TASK PROMPT >> The answer must be an exact copy of the entries below, with no images in it.

━━━━━ RECORDED INFORMATION ━━━━━

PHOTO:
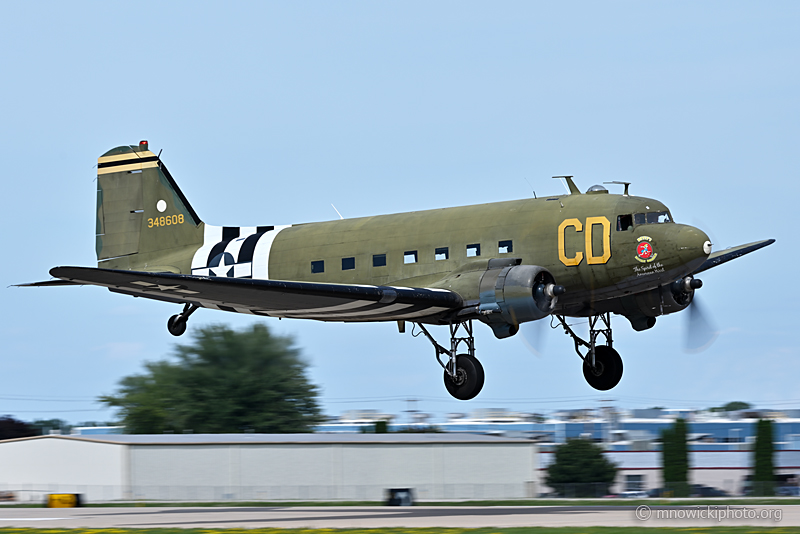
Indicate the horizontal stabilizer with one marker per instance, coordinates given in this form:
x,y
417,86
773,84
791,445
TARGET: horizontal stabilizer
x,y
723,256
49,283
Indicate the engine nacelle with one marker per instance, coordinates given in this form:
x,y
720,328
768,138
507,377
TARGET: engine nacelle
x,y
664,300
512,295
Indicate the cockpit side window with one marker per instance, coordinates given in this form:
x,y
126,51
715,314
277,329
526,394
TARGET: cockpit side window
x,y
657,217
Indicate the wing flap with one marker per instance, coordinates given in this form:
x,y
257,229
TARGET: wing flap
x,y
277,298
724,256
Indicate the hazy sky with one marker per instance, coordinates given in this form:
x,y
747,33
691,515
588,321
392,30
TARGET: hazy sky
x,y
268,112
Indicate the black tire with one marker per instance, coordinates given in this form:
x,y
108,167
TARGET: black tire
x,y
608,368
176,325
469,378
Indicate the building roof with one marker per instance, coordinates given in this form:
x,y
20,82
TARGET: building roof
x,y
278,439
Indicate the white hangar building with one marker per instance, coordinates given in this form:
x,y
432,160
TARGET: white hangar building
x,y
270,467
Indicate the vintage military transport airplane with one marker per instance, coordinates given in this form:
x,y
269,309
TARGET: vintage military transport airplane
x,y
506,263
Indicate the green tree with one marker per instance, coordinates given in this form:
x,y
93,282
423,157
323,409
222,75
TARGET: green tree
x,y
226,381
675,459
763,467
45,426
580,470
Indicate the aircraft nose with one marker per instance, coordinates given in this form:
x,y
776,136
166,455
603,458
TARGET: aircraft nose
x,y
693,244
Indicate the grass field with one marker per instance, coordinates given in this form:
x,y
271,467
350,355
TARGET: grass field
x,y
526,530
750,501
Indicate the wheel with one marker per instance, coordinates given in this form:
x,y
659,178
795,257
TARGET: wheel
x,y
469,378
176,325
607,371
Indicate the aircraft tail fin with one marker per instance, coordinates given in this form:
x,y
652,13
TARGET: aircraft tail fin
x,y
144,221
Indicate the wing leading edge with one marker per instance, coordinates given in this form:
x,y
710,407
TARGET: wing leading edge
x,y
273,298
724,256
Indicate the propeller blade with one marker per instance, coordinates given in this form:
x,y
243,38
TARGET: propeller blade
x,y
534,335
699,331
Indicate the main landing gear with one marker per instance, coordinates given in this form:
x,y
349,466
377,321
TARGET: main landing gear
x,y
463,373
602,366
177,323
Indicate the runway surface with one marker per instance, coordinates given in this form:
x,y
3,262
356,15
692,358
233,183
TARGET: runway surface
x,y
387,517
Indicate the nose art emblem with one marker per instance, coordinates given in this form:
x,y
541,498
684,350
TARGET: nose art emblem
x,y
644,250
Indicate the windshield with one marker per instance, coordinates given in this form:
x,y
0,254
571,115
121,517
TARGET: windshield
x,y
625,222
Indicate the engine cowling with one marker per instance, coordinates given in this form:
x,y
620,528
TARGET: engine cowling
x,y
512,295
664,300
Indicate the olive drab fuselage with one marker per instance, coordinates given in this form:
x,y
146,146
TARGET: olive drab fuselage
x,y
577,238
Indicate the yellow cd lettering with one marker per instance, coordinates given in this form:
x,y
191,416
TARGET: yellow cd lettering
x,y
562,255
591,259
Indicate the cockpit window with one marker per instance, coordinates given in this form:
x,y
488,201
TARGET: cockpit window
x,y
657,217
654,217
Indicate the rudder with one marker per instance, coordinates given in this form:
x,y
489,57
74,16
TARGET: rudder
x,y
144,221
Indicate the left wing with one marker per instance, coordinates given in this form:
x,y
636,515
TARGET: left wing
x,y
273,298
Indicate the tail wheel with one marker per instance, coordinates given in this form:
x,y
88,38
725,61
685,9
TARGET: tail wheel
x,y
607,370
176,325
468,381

━━━━━

ANSWER TO THIS EXERCISE >>
PHOTO:
Indicate the horizontal stabilizer with one marker per instance, coordinates given in this form:
x,y
417,86
773,84
791,445
TARGET: horizontal stabilizer
x,y
723,256
49,283
Indicate the engine nacelle with one marker per instance, coordinates given in this form:
x,y
720,328
768,138
507,377
TARGET: engine nacelle
x,y
664,300
512,295
Indicate the cockpit side window with one marker per instance, coordinates given in this form:
x,y
126,51
715,314
277,329
526,394
TARGET: cockpit side window
x,y
657,217
Indicate the wing flap with one marker per instance, coordinates given in this form:
x,y
257,229
TARGET: wing flap
x,y
277,298
724,256
Indicate the hazy sky with one marker per instance, coordinates given in this form:
x,y
747,33
691,515
588,321
392,30
TARGET: hazy sky
x,y
268,112
Indicate the black tire with one marker per instance, coordinates given in this form:
x,y
108,167
TARGET: black tire
x,y
608,368
176,325
469,378
Indicate the building roof with one marker per instance, coordinates given in this form:
x,y
20,82
TARGET: building roof
x,y
278,439
Indicate the white hangar building with one marker per instance, coordinates given in this form:
x,y
432,160
TARGET: white hangar building
x,y
270,467
Indicate the vintage military transport airplane with one marker per instance, coordinates given in this form:
x,y
269,309
TARGET: vintage military transport airplane
x,y
506,263
Indicate the green tree with one marker per instance, coordinates given in this form:
x,y
93,282
423,157
323,409
222,75
TARGET: green tree
x,y
226,381
675,459
763,467
45,426
580,470
Indicate the aircraft nose with one marker per instance, coordinates given in this form:
x,y
776,136
166,455
603,458
TARGET: aircraft nose
x,y
693,244
Indicate the grass field with one marker per instance, coordinates given in this form:
x,y
271,467
350,355
TARGET: grass field
x,y
526,530
750,501
Indicate the wheel with one marker per instance, coordinates given in this form:
x,y
659,178
795,257
TARGET: wheel
x,y
469,378
176,325
607,371
Indicate the aircraft tail fin with one marker per instance, coordinates given in this form:
x,y
652,13
TARGET: aircraft tail fin
x,y
144,221
Indicate the wing leading edge with one marker per instance, coordinates given in this form:
x,y
710,407
TARGET: wing leading edge
x,y
273,298
724,256
Indicate the propeller blade with one marker per instance, coordinates given in this form:
x,y
243,38
TARGET: propeller blade
x,y
534,335
699,331
Indicate the main landing gear with one marker per instance, coordinates given in this form:
x,y
349,466
377,321
TARGET: main landing gear
x,y
463,373
602,366
177,323
Indicate the runway surface with one marker per instance, coordinates given in this form:
x,y
3,262
356,15
692,358
233,183
TARGET: runway surface
x,y
387,517
Indicate the nose art emblem with one marker per instance, coordinates given in this form:
x,y
541,498
684,350
TARGET: nose art emblem
x,y
644,250
Indicate the windshield with one marker per instance, coordinates given in this form:
x,y
0,254
571,115
121,517
TARGET: windshield
x,y
625,222
Indicate the engine cowling with one marker per instance, coordinates given in this form:
x,y
620,528
TARGET: engine cowling
x,y
512,295
664,300
Indicate the olive drab fuselage with one marker per instance, coordinates given in this form:
x,y
146,146
TARGET: olive drab fuselage
x,y
577,238
Indicate the yellow cd lettering with one marker per instance, coordinates given in this form:
x,y
191,416
TARGET: yellow cd lettering
x,y
562,255
591,259
Indicate the cockpit window with one marker per instance, coordinates given in this form:
x,y
488,201
TARGET: cockpit window
x,y
657,217
654,217
Indicate the rudder with one marker per instance, coordinates given in this form:
x,y
489,57
74,16
TARGET: rudder
x,y
144,221
Indicate the left wing with one marker per instance, coordinates given in this form:
x,y
636,515
TARGET: left wing
x,y
273,298
Indicate the tail wheel with one marker per instance, coordinates given in this form:
x,y
88,38
725,61
685,9
TARGET: tail wheel
x,y
607,370
176,325
468,381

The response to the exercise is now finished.